PROBLEM TO SOLVE –
In all the rows below, replace every "drop a marker" with "place a dot" and leave everything else as it is. Leave the pictures out of your answer.
--------------------------------
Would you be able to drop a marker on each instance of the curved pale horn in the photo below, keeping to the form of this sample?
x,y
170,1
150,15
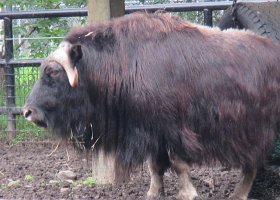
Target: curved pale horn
x,y
62,56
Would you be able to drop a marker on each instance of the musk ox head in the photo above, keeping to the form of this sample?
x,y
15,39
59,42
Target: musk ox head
x,y
59,100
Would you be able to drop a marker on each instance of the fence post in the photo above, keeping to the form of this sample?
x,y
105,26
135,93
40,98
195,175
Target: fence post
x,y
10,78
208,17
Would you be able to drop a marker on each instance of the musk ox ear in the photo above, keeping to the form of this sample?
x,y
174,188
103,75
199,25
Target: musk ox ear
x,y
76,54
63,56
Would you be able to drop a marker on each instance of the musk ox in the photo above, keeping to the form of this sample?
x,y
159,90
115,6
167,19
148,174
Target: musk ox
x,y
154,87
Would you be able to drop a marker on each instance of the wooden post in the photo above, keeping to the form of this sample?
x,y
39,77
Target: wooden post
x,y
103,166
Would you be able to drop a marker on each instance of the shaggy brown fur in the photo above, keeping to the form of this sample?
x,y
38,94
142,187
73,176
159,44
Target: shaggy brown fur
x,y
151,86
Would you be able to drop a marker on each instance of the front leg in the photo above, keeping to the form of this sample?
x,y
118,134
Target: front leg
x,y
186,188
156,185
243,188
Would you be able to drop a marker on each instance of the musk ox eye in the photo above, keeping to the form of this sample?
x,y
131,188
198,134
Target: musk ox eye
x,y
52,72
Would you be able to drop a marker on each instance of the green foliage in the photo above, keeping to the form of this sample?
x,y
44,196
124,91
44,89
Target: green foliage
x,y
88,181
47,4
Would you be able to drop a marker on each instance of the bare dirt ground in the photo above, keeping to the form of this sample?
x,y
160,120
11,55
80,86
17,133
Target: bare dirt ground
x,y
29,171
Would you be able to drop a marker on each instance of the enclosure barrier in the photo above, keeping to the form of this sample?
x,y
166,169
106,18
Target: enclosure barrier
x,y
9,63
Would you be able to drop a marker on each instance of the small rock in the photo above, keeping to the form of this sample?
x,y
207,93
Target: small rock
x,y
66,175
64,190
209,182
13,183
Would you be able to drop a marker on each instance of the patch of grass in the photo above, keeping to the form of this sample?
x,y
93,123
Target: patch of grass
x,y
14,183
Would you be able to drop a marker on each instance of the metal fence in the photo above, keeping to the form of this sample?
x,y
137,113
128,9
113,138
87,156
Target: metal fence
x,y
18,74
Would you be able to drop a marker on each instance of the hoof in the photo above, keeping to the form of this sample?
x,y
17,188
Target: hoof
x,y
187,197
155,197
237,198
198,198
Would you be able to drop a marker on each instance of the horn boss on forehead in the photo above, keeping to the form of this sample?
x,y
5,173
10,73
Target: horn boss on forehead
x,y
62,56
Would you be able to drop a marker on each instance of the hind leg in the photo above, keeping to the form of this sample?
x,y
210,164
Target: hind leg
x,y
243,188
186,188
157,166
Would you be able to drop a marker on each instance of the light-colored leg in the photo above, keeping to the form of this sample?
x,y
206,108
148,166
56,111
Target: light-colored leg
x,y
186,188
243,188
156,185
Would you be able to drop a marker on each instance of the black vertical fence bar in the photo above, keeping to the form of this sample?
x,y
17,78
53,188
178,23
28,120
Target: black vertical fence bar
x,y
10,78
208,17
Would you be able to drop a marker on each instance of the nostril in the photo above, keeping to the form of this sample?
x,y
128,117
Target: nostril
x,y
27,113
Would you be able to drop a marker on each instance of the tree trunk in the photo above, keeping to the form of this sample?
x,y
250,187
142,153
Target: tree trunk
x,y
103,10
103,166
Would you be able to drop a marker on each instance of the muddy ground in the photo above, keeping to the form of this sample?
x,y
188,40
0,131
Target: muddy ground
x,y
29,171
--------------------------------
EXERCISE RESPONSE –
Would you be able to place a dot on each instance of the curved pale horn in the photo below, keeping to the form of this sample?
x,y
170,1
150,15
Target: curved pale horn
x,y
62,56
Would you be able to place a dot on each instance of the musk ox head in the photo above, keeping to the form of this sample?
x,y
15,39
59,42
Target: musk ox head
x,y
59,100
Would you be able to place a dot on each instance of the fence post in the photo above, keeping to the form of this sample?
x,y
105,26
135,93
40,98
195,175
Target: fence post
x,y
10,78
208,17
Would you be able to place a dot on each instance of the musk ox ear in the photo above, keeping to the form of this sample?
x,y
174,188
103,75
199,25
Target: musk ox ear
x,y
76,54
63,56
Would you be able to place a dot on each instance of the musk ox in the photo above, keeping to the form of this sample?
x,y
159,90
115,6
167,19
148,174
Target: musk ox
x,y
154,87
Would you be able to place a dot on each instance of the wooden post in the photo above, keeping to the form of this sample?
x,y
39,77
Target: wooden post
x,y
103,166
Would you be able to place a dot on each instance of the shaggy brown fur in the photo above, keeping to the form of this sample?
x,y
38,94
142,187
73,176
159,44
Target: shaggy brown fur
x,y
151,86
Would you be able to place a dot on each instance of the front leg in the photo above, keeping to the form of this sample?
x,y
118,134
Target: front leg
x,y
186,188
156,185
243,188
Would you be able to place a dot on each instance of the musk ox eye in the photo above, keeping to the form of this sample?
x,y
131,188
198,134
Target: musk ox eye
x,y
52,72
Would you be able to place a dot on each instance of the green foliage in the photo above, keeping to the form of this sample?
x,y
44,196
124,91
44,89
Target: green foliage
x,y
88,181
47,4
Would you be able to place a dot on each instance of the bare dirt ground in the photo above, keeping to the form of this sample?
x,y
160,120
11,55
80,86
17,133
Target: bare dirt ground
x,y
29,171
Would you be able to place a dot on each instance of the enclosure barrier in the photo above, keeping to the form of this sample?
x,y
166,169
106,18
Target: enclosure barrier
x,y
9,63
Would you be able to place a dot on each instance of the small rock in the photo above, keeping to the form of this sample?
x,y
207,93
Target: small rock
x,y
66,175
64,190
209,182
13,183
Would you be able to place a dot on each instance of the patch of grass in the photo above, keeping to the form of this sample?
x,y
93,123
Target: patch of grass
x,y
14,183
Would you be able to place a dot on each instance of the metal fence in the photo above, keeping to the form of this sample?
x,y
137,113
128,9
113,138
87,156
Target: metal fence
x,y
18,74
Would you be able to place a dot on each instance of the hoof in the photo above, keeping to the form of this sample?
x,y
17,188
Target: hoof
x,y
187,197
155,197
237,198
198,198
Would you be able to place a dot on each instance of the horn boss on forehead in the photo above, keeping to the form of this sample?
x,y
5,173
10,73
Target: horn boss on forehead
x,y
62,56
Would you be able to place a dot on each instance of the hind leg in the photo above, keeping to the form of this sample?
x,y
210,164
Target: hind leg
x,y
243,188
186,188
157,166
Would you be able to place a dot on each instance of the light-colored leg in the photo above, keeping to the form of this sample?
x,y
206,108
148,166
56,111
Target: light-colored leg
x,y
186,188
243,188
156,185
Would you be able to place a dot on each instance of the black vertical fence bar in the photo above, keeping to the form of this sample?
x,y
17,78
53,188
178,23
28,120
Target: black vertical fence bar
x,y
10,78
208,17
Would you be able to place a dot on each instance of the nostril in the photo above, keeping to the form of this sample?
x,y
128,117
Target: nostril
x,y
27,113
Would you be able to place a dot on each instance of the tree trunk in the photo above, keeping to the form of this sample?
x,y
250,187
142,153
Target: tree trunk
x,y
103,10
103,166
Would you be able to place a dot on each instance of the muddy ground in the photo above, keeping to the form of this sample?
x,y
188,40
0,131
Target: muddy ground
x,y
29,171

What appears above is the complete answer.